> _Texto fornecido_:
+ + + + + + +

Por mais de dez anos, o Brasil teve crescimento econômico lento e parecia fora do ritmo dos países emergentes mais dinâmicos como Rússia, Índia e China no grupo conhecido como Bric. Os mais céticos diziam então que o mais correto seria dizer RIC.
Devagar e sem alvoroço, no entanto, a economia brasileira vem superando barreiras. Já uma potência mundial em recursos naturais e agricultura, o Brasil acrescentou um ingrediente-chave que durante muito tempo não teve: uma moeda forte. Isso tem ajudado a deflagrar a maior onda de prosperidade que o país experimentou em três décadas, atraindo um enxame de investidores estrangeiros e dando um motor de crescimento para uma economia global enfraquecida.
Pelo segundo ano consecutivo, a economia brasileira está crescendo cerca de 5%. Ainda é pouco se comparado ao crescimento da China. Mas a expansão tem possibilitado ao Brasil, que em 2002 mais parecia à beira de uma grande moratória, amealhar dólares o bastante para cobrir toda a sua dívida externa e se tornar um credor líquido pela primeira vez em sua história. O real se tornou tão confiável que até mesmo o seletivo investidor americano Warren Buffet tem comprado a moeda.

+ + + + + + +

> _Enunciado da tarefa_: Devolva, sem nenhuma alteração, o trecho do texto sobre a economia brasileira que vai desde "Pelo segundo ano" até "comprado a moeda.". As linhas abaixo formam um material separado do texto.

> _Linhas fornecidas_:

+ + + + + + +

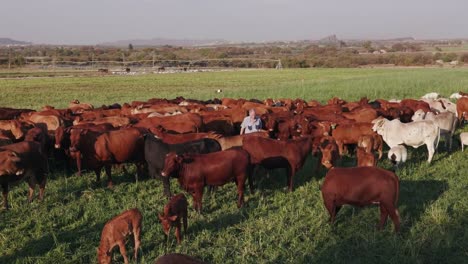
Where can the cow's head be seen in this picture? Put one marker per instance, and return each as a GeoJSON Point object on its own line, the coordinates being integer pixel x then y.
{"type": "Point", "coordinates": [329, 151]}
{"type": "Point", "coordinates": [10, 163]}
{"type": "Point", "coordinates": [17, 129]}
{"type": "Point", "coordinates": [104, 255]}
{"type": "Point", "coordinates": [171, 164]}
{"type": "Point", "coordinates": [379, 124]}
{"type": "Point", "coordinates": [166, 222]}
{"type": "Point", "coordinates": [75, 137]}
{"type": "Point", "coordinates": [418, 115]}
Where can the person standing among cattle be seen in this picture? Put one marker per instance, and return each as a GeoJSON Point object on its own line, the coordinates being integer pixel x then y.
{"type": "Point", "coordinates": [251, 123]}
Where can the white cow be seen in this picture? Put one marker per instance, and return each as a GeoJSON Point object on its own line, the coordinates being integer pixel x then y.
{"type": "Point", "coordinates": [464, 139]}
{"type": "Point", "coordinates": [441, 105]}
{"type": "Point", "coordinates": [398, 155]}
{"type": "Point", "coordinates": [413, 134]}
{"type": "Point", "coordinates": [455, 96]}
{"type": "Point", "coordinates": [446, 121]}
{"type": "Point", "coordinates": [431, 96]}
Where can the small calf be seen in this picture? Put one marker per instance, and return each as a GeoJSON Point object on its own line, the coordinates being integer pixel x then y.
{"type": "Point", "coordinates": [174, 210]}
{"type": "Point", "coordinates": [116, 231]}
{"type": "Point", "coordinates": [365, 159]}
{"type": "Point", "coordinates": [464, 139]}
{"type": "Point", "coordinates": [397, 155]}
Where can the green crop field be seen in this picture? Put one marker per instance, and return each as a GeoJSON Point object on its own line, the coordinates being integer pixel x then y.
{"type": "Point", "coordinates": [274, 226]}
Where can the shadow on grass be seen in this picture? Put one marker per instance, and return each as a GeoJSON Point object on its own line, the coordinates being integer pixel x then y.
{"type": "Point", "coordinates": [73, 238]}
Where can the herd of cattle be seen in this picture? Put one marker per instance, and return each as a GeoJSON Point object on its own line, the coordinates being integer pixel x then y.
{"type": "Point", "coordinates": [198, 143]}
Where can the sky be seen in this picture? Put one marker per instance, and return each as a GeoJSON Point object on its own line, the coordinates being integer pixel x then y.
{"type": "Point", "coordinates": [96, 21]}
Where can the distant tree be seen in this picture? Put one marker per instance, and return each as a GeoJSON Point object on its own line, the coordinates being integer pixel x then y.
{"type": "Point", "coordinates": [368, 46]}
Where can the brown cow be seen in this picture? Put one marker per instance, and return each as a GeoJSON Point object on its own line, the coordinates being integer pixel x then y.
{"type": "Point", "coordinates": [365, 158]}
{"type": "Point", "coordinates": [14, 126]}
{"type": "Point", "coordinates": [361, 186]}
{"type": "Point", "coordinates": [169, 138]}
{"type": "Point", "coordinates": [361, 115]}
{"type": "Point", "coordinates": [177, 258]}
{"type": "Point", "coordinates": [329, 151]}
{"type": "Point", "coordinates": [115, 233]}
{"type": "Point", "coordinates": [194, 171]}
{"type": "Point", "coordinates": [273, 154]}
{"type": "Point", "coordinates": [102, 149]}
{"type": "Point", "coordinates": [371, 142]}
{"type": "Point", "coordinates": [32, 165]}
{"type": "Point", "coordinates": [462, 109]}
{"type": "Point", "coordinates": [175, 211]}
{"type": "Point", "coordinates": [349, 134]}
{"type": "Point", "coordinates": [237, 141]}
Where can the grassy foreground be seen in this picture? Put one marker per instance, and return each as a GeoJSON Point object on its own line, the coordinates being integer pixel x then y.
{"type": "Point", "coordinates": [274, 226]}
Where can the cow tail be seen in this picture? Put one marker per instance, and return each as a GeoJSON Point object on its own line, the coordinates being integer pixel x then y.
{"type": "Point", "coordinates": [397, 191]}
{"type": "Point", "coordinates": [438, 137]}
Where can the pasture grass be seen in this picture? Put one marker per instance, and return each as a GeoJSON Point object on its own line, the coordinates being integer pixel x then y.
{"type": "Point", "coordinates": [274, 226]}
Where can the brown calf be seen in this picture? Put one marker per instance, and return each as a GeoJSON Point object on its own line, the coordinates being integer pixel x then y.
{"type": "Point", "coordinates": [116, 231]}
{"type": "Point", "coordinates": [364, 186]}
{"type": "Point", "coordinates": [174, 210]}
{"type": "Point", "coordinates": [364, 158]}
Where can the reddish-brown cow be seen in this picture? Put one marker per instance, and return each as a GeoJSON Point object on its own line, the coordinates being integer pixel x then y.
{"type": "Point", "coordinates": [176, 258]}
{"type": "Point", "coordinates": [115, 233]}
{"type": "Point", "coordinates": [361, 186]}
{"type": "Point", "coordinates": [365, 159]}
{"type": "Point", "coordinates": [462, 109]}
{"type": "Point", "coordinates": [195, 171]}
{"type": "Point", "coordinates": [349, 134]}
{"type": "Point", "coordinates": [31, 165]}
{"type": "Point", "coordinates": [329, 151]}
{"type": "Point", "coordinates": [175, 211]}
{"type": "Point", "coordinates": [272, 154]}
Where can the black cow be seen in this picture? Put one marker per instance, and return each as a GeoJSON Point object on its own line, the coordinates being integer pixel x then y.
{"type": "Point", "coordinates": [156, 151]}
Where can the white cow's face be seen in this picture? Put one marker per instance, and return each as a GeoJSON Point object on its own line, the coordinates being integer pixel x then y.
{"type": "Point", "coordinates": [379, 125]}
{"type": "Point", "coordinates": [418, 115]}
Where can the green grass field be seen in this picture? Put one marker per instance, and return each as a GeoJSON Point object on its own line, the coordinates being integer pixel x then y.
{"type": "Point", "coordinates": [275, 226]}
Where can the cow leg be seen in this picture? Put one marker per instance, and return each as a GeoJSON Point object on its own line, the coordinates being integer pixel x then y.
{"type": "Point", "coordinates": [167, 186]}
{"type": "Point", "coordinates": [32, 185]}
{"type": "Point", "coordinates": [340, 147]}
{"type": "Point", "coordinates": [291, 173]}
{"type": "Point", "coordinates": [330, 205]}
{"type": "Point", "coordinates": [98, 174]}
{"type": "Point", "coordinates": [5, 196]}
{"type": "Point", "coordinates": [197, 199]}
{"type": "Point", "coordinates": [250, 178]}
{"type": "Point", "coordinates": [394, 215]}
{"type": "Point", "coordinates": [178, 233]}
{"type": "Point", "coordinates": [240, 192]}
{"type": "Point", "coordinates": [123, 251]}
{"type": "Point", "coordinates": [136, 237]}
{"type": "Point", "coordinates": [108, 169]}
{"type": "Point", "coordinates": [78, 162]}
{"type": "Point", "coordinates": [184, 218]}
{"type": "Point", "coordinates": [430, 150]}
{"type": "Point", "coordinates": [383, 216]}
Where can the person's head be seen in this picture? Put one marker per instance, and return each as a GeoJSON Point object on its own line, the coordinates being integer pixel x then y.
{"type": "Point", "coordinates": [252, 112]}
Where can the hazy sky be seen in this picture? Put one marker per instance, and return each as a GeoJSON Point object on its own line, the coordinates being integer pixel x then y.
{"type": "Point", "coordinates": [96, 21]}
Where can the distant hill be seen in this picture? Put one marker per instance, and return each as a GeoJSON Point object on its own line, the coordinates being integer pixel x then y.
{"type": "Point", "coordinates": [162, 42]}
{"type": "Point", "coordinates": [9, 41]}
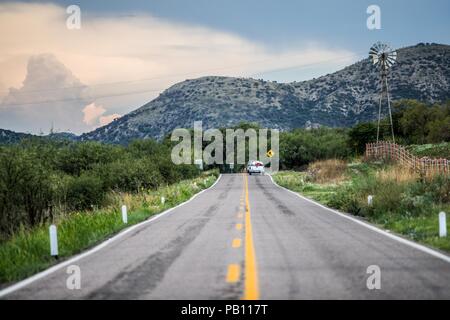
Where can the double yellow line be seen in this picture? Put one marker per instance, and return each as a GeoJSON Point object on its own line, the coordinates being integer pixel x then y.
{"type": "Point", "coordinates": [251, 289]}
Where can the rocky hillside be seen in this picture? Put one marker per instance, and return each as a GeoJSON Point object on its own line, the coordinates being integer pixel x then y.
{"type": "Point", "coordinates": [339, 99]}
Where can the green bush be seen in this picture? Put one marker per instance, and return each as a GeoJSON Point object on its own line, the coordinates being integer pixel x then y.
{"type": "Point", "coordinates": [85, 192]}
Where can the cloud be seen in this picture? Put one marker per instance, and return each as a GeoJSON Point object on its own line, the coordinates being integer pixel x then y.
{"type": "Point", "coordinates": [104, 120]}
{"type": "Point", "coordinates": [37, 106]}
{"type": "Point", "coordinates": [115, 55]}
{"type": "Point", "coordinates": [93, 115]}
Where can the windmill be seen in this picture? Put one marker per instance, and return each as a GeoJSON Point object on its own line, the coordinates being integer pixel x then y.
{"type": "Point", "coordinates": [384, 57]}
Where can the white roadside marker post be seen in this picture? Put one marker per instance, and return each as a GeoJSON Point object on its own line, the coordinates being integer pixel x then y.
{"type": "Point", "coordinates": [53, 241]}
{"type": "Point", "coordinates": [370, 200]}
{"type": "Point", "coordinates": [124, 214]}
{"type": "Point", "coordinates": [442, 225]}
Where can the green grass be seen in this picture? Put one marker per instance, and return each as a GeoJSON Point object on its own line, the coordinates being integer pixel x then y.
{"type": "Point", "coordinates": [441, 150]}
{"type": "Point", "coordinates": [27, 251]}
{"type": "Point", "coordinates": [409, 208]}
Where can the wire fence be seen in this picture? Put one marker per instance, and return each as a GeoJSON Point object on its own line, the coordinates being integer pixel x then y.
{"type": "Point", "coordinates": [393, 151]}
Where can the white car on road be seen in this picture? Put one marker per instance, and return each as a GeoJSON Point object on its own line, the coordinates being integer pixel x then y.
{"type": "Point", "coordinates": [255, 167]}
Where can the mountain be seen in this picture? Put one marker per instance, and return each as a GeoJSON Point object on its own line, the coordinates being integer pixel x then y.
{"type": "Point", "coordinates": [342, 98]}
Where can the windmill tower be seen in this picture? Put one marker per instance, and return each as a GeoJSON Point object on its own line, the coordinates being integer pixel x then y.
{"type": "Point", "coordinates": [383, 57]}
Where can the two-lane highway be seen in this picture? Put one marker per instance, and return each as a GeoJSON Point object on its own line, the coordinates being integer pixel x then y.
{"type": "Point", "coordinates": [247, 238]}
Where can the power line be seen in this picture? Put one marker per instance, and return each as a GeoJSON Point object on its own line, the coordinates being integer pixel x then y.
{"type": "Point", "coordinates": [184, 74]}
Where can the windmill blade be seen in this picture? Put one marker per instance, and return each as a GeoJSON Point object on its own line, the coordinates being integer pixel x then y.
{"type": "Point", "coordinates": [382, 54]}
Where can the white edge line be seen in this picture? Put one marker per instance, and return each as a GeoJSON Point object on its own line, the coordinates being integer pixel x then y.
{"type": "Point", "coordinates": [412, 244]}
{"type": "Point", "coordinates": [42, 274]}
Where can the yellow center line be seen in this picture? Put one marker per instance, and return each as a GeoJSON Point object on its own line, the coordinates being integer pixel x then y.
{"type": "Point", "coordinates": [233, 273]}
{"type": "Point", "coordinates": [251, 289]}
{"type": "Point", "coordinates": [236, 243]}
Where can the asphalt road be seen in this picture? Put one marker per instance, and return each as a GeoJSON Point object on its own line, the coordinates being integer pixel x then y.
{"type": "Point", "coordinates": [248, 238]}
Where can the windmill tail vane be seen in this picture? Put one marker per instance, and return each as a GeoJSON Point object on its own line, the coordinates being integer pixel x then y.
{"type": "Point", "coordinates": [383, 56]}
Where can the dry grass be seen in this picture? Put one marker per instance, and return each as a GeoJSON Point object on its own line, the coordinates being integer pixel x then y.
{"type": "Point", "coordinates": [329, 171]}
{"type": "Point", "coordinates": [398, 174]}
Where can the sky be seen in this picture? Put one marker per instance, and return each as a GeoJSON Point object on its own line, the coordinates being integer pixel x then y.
{"type": "Point", "coordinates": [125, 53]}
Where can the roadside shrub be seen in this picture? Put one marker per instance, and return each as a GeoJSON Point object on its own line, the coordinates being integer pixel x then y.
{"type": "Point", "coordinates": [85, 192]}
{"type": "Point", "coordinates": [331, 170]}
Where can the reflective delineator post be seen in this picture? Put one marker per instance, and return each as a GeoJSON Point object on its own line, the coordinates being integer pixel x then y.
{"type": "Point", "coordinates": [53, 241]}
{"type": "Point", "coordinates": [369, 200]}
{"type": "Point", "coordinates": [124, 214]}
{"type": "Point", "coordinates": [442, 225]}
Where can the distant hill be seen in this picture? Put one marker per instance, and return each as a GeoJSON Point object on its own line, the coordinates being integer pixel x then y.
{"type": "Point", "coordinates": [339, 99]}
{"type": "Point", "coordinates": [9, 137]}
{"type": "Point", "coordinates": [343, 98]}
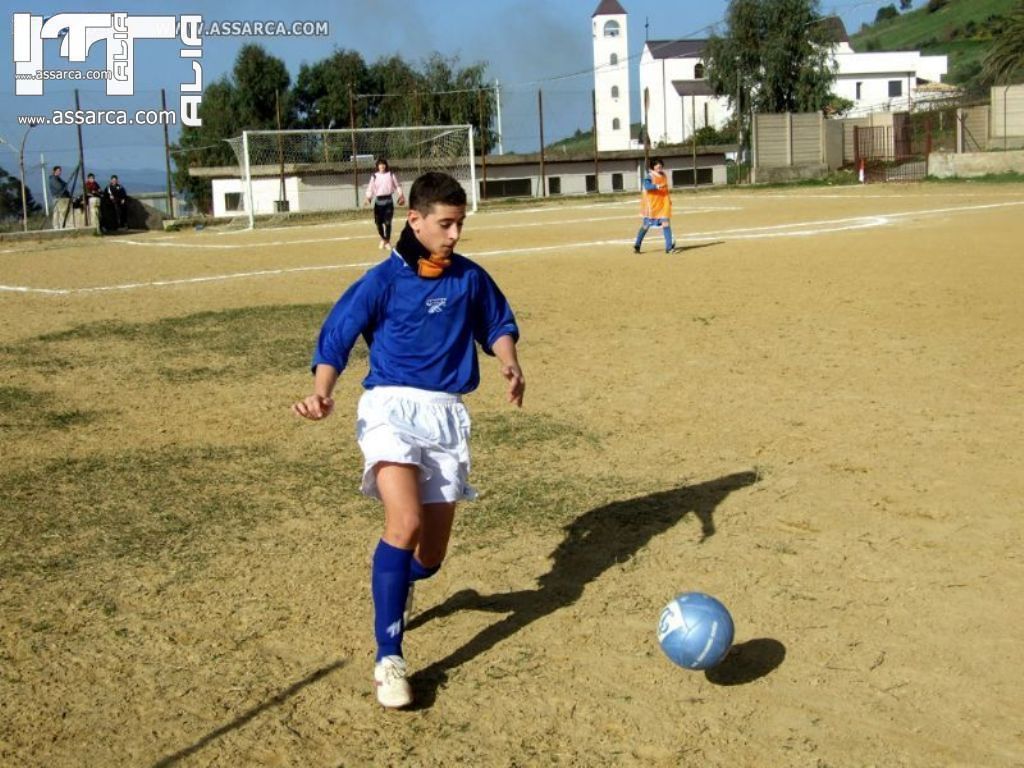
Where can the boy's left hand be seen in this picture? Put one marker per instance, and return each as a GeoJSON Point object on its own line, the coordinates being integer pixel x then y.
{"type": "Point", "coordinates": [517, 383]}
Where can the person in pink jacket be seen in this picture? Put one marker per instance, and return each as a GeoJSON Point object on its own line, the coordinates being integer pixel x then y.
{"type": "Point", "coordinates": [381, 189]}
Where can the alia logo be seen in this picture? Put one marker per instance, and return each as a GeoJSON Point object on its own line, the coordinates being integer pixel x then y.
{"type": "Point", "coordinates": [78, 32]}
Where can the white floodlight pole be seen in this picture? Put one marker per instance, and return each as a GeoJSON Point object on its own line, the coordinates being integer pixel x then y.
{"type": "Point", "coordinates": [472, 167]}
{"type": "Point", "coordinates": [251, 203]}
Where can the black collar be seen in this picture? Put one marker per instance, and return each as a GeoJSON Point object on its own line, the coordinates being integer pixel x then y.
{"type": "Point", "coordinates": [411, 249]}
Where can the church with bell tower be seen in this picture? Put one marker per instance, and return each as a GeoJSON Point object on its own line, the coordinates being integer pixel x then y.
{"type": "Point", "coordinates": [611, 76]}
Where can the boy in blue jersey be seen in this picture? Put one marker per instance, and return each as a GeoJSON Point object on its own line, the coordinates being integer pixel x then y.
{"type": "Point", "coordinates": [422, 312]}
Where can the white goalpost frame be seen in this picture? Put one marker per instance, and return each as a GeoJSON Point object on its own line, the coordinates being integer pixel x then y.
{"type": "Point", "coordinates": [432, 133]}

+ + + + + + +

> _Resposta completa_:
Pelo segundo ano consecutivo, a economia brasileira está crescendo cerca de 5%. Ainda é pouco se comparado ao crescimento da China. Mas a expansão tem possibilitado ao Brasil, que em 2002 mais parecia à beira de uma grande moratória, amealhar dólares o bastante para cobrir toda a sua dívida externa e se tornar um credor líquido pela primeira vez em sua história. O real se tornou tão confiável que até mesmo o seletivo investidor americano Warren Buffet tem comprado a moeda.